◆ **Text shown**
((
Soon after graduating from Cornell with a bachelor’s degree in computer science in 2004 and a master’s degree in computer science in 2005, Navlakha co-founded Gabbly, a startup aimed at finding a way for people visiting the same website at the same time to communicate with each other. After six months, Navlakha realized he missed being in an academic environment and reached out to universities about Ph.D. opportunities.
Finding his niche
In fall 2006, when Navlakha started his Ph.D. in computer science at the University of Maryland, he knew he wanted to study networks. But he didn’t find his niche until he met Carl Kingsford, a computer science assistant professor at the time with a research focus in computational biology. Kingsford’s class on graphs and networks gave Navlakha his first introduction to biological systems and an exciting direction for his Ph.D. research: the study of protein interaction networks.
“These are like social networks, but instead of people, you have proteins,” Navlakha explained. “There are thousands of these proteins in our cells forming complex interaction networks that are involved in basically every biological process, and we were interested in answering some basic questions about the structure and evolution of these networks.”
))
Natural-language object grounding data
((
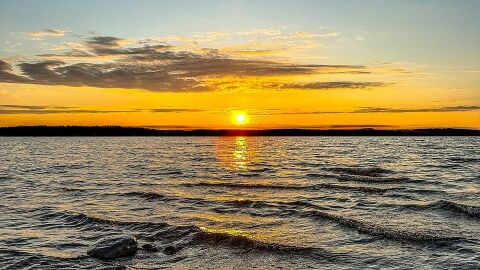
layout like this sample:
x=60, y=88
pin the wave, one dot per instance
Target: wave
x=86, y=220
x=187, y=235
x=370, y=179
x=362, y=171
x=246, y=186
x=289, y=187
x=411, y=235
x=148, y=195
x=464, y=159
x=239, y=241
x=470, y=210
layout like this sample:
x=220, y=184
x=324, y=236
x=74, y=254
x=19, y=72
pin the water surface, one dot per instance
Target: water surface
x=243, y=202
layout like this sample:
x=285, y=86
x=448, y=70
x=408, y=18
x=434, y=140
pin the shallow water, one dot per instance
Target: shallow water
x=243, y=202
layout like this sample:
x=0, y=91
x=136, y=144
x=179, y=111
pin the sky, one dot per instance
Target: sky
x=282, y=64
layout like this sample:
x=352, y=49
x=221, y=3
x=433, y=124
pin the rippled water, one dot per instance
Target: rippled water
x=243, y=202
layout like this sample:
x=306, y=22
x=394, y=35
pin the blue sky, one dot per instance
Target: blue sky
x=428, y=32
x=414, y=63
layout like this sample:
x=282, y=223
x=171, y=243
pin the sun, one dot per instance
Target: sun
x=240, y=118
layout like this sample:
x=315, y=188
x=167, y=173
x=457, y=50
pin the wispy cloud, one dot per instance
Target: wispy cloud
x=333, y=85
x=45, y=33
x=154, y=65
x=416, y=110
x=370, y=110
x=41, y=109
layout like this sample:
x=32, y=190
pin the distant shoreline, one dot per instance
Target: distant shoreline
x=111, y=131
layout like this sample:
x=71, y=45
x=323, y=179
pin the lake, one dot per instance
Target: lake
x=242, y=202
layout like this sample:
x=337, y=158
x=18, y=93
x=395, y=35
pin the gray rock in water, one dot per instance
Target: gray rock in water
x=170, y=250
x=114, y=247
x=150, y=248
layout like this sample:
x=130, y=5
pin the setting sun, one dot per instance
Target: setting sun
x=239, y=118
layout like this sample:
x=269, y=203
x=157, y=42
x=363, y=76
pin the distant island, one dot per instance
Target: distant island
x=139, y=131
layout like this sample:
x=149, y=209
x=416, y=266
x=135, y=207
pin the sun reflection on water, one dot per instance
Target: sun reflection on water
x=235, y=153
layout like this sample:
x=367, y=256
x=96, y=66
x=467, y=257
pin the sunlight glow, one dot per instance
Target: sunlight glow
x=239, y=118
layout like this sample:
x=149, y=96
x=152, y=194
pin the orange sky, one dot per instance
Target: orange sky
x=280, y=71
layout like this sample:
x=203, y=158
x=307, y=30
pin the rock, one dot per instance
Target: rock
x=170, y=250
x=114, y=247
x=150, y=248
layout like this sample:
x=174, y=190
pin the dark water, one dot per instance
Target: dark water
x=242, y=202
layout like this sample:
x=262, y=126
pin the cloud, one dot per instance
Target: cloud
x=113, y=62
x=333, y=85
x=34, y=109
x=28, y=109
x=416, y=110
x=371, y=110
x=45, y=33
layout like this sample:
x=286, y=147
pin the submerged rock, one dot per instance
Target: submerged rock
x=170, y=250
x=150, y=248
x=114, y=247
))
◆ **Task details**
List every year mentioned in the text about Navlakha's studies and research. This data was taken from a different source than the text.

◆ **Expected answer**
2004, 2005, 2006